• TASK OBJECTIVE: Return only the lines from the start of the records through the line that contains "[point] green beach", inclusive; leave out all pictures.

• EXERCISE INPUTS:

▼▼▼

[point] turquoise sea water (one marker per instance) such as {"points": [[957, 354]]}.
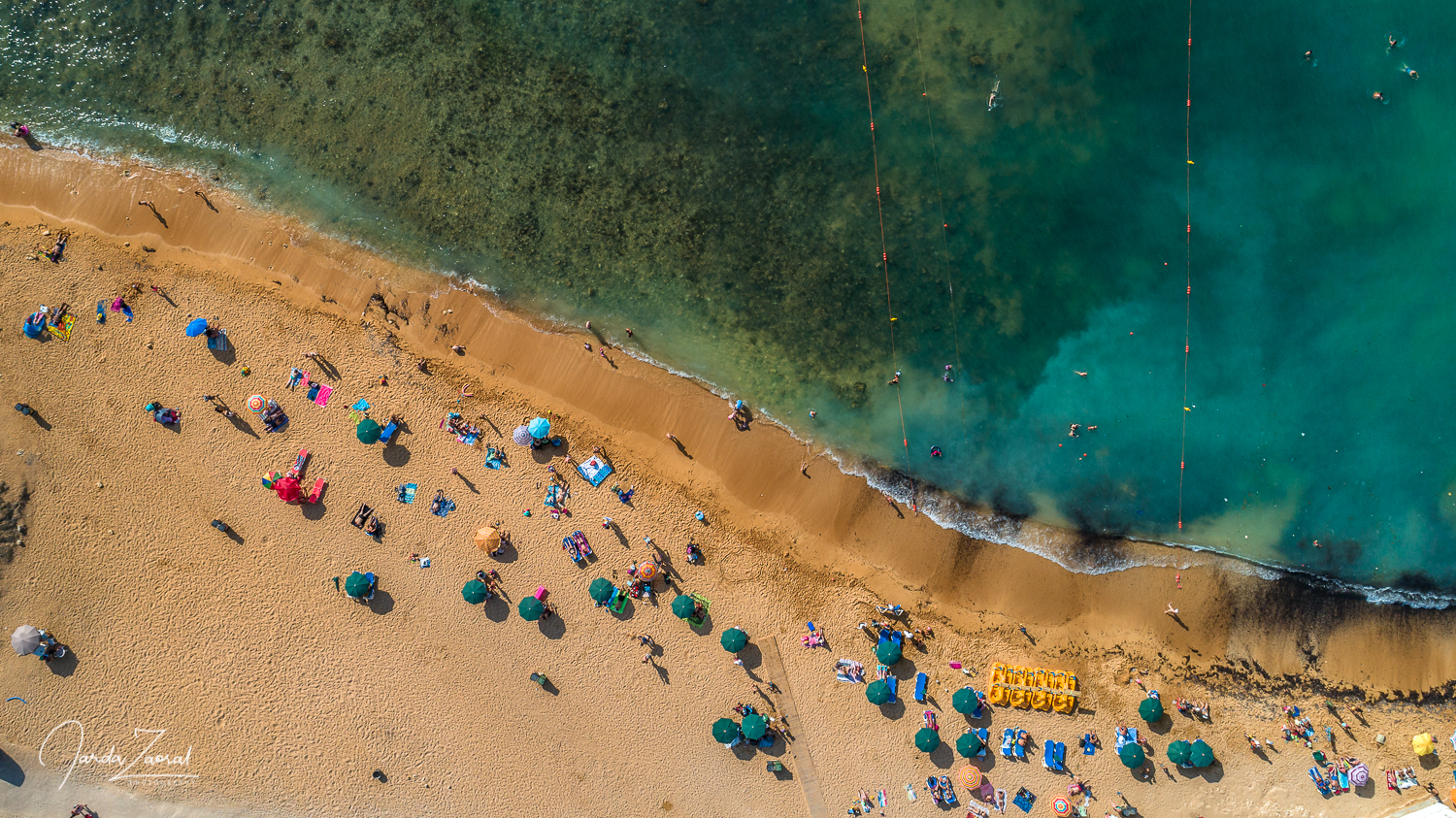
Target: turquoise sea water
{"points": [[704, 172]]}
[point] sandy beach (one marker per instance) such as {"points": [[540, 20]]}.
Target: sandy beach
{"points": [[288, 696]]}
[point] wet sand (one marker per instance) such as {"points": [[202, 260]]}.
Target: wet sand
{"points": [[291, 696]]}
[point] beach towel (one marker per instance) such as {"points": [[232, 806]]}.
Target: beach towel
{"points": [[63, 329], [594, 471]]}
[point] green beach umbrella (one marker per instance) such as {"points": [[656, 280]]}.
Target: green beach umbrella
{"points": [[887, 652], [1150, 709], [734, 639], [878, 692], [475, 591], [530, 608], [963, 701], [683, 605], [355, 585], [725, 731], [926, 739], [1132, 756], [969, 744], [600, 590], [367, 431], [754, 727]]}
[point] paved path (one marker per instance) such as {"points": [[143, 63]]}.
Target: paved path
{"points": [[803, 763]]}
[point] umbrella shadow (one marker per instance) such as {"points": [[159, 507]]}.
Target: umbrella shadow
{"points": [[398, 456], [381, 603], [553, 628], [497, 608], [11, 771], [66, 666]]}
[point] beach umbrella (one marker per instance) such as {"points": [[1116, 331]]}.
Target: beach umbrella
{"points": [[530, 608], [926, 739], [355, 585], [963, 701], [887, 652], [1423, 744], [734, 639], [877, 692], [1150, 709], [1132, 756], [725, 731], [288, 489], [600, 591], [25, 639], [367, 431], [754, 727], [683, 605], [969, 745], [1359, 774], [486, 539], [475, 591], [1202, 754]]}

▲▲▲

• EXPECTED ANSWER:
[point] turquoise sea water (one marker per instance) such as {"points": [[957, 354]]}.
Target: turquoise sea water
{"points": [[704, 172]]}
[point] sandy beach (one marker per instance) such as {"points": [[540, 20]]}.
Target: sandy beach
{"points": [[288, 696]]}
[point] wet sand (one marker per instance) such as {"points": [[202, 260]]}.
Target: wet sand
{"points": [[291, 696]]}
[point] beach towel (one marker per instance) such as {"points": [[232, 806]]}.
Target: beach towel
{"points": [[63, 329], [594, 471]]}
[point] green beach umbrella (one marker per instance) such as {"points": [[656, 280]]}.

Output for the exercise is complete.